Extracted information:
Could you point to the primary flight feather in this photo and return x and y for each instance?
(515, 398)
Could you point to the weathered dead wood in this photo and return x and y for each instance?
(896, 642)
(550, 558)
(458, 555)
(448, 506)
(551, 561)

What the task asks:
Every record, copied exactly, is the expected answer.

Solution for this task:
Could you point to the primary flight feather in this photo and return x and y for each instance?
(515, 398)
Could you point to the weathered dead wood in this photo and return x and y for each instance?
(896, 642)
(550, 558)
(458, 555)
(448, 506)
(551, 561)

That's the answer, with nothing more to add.